What you will do -
Omit the pictures and output every entry below exactly as written.

(Natural-language object grounding data)
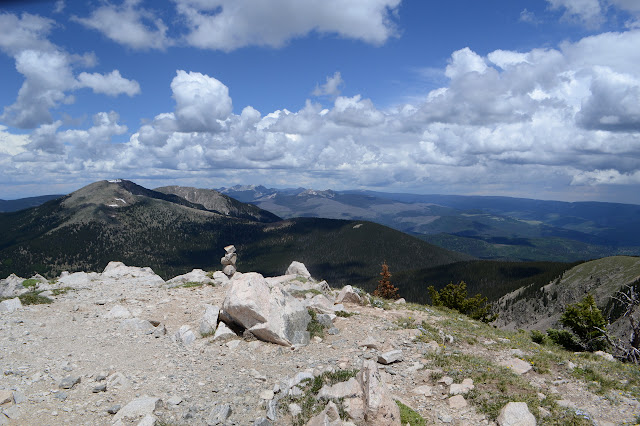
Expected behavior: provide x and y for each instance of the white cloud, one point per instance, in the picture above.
(232, 24)
(592, 13)
(128, 25)
(201, 101)
(544, 118)
(48, 72)
(588, 12)
(465, 61)
(111, 84)
(331, 87)
(12, 144)
(59, 6)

Response below -
Expected behavior: provide x and y for each instance of the white cloud, one point per instance, in the picture above.
(232, 24)
(592, 13)
(128, 25)
(201, 101)
(544, 118)
(48, 72)
(588, 12)
(465, 61)
(111, 84)
(331, 87)
(12, 144)
(59, 6)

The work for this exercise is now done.